Si è spento a Roma lo scorso 4 luglio Giorgio Nebbia, ecologista, scienziato, divulgatore, già docente di merceologia all’Università di Bari (1959 – 1995).
Nato a Bologna nel 1926, fu parlamentare della Sinistra indipendente alla Camera (1983-1987) e al Senato (1987-1992). Ma anche Consigliere comunale a Massa Carrara al tempo del caso Farmoplant. Il suo impegno in campo ambientale lo vide, agli inizi, in prima linea contro le frodi alimentari, per la tutela dell’acqua e nella ricerca nel campo delle energie rinnovabili.
«All’inizio della carriera universitaria mi occupavo dei problemi dell’acqua e dell’energia. Il professor Ciusa mi incoraggiò a sperimentare dei distillatori solari, poi passai allo studio dei processi di dissalazione, ai problemi e alla difesa dell’acqua – bene economico scarso – dagli inquinamenti. Nel 1965 avevo dedicato una parte del corso di merceologia proprio a questi temi: acqua come “prodotto”, come merce e come servizio; su quei temi scrissi, nel 1965, un piccolo saggio, con una parte storica, poi ampliato in una nuova edizione apparsa nel 1969».

- **Consegna**
Copia senza modifiche, dal testo su Giorgio Nebbia, la parte che si apre con le parole contenenti "Si è spento" e si chiude con "(1959 – 1995).".

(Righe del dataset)
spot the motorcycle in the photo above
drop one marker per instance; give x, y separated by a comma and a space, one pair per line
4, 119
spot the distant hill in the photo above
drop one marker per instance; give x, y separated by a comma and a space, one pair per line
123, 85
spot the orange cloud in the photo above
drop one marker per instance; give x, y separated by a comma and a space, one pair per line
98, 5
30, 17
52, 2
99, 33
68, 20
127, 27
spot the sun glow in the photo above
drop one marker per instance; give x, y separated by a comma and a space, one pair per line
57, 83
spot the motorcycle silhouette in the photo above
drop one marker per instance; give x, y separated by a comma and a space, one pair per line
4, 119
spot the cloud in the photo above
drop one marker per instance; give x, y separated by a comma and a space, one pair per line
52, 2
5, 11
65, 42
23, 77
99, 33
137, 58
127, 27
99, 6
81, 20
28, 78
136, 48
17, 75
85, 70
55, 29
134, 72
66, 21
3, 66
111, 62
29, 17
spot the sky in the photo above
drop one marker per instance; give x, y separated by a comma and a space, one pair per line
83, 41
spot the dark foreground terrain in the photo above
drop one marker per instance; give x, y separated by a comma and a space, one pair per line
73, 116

- **Risposta**
Si è spento a Roma lo scorso 4 luglio Giorgio Nebbia, ecologista, scienziato, divulgatore, già docente di merceologia all’Università di Bari (1959 – 1995).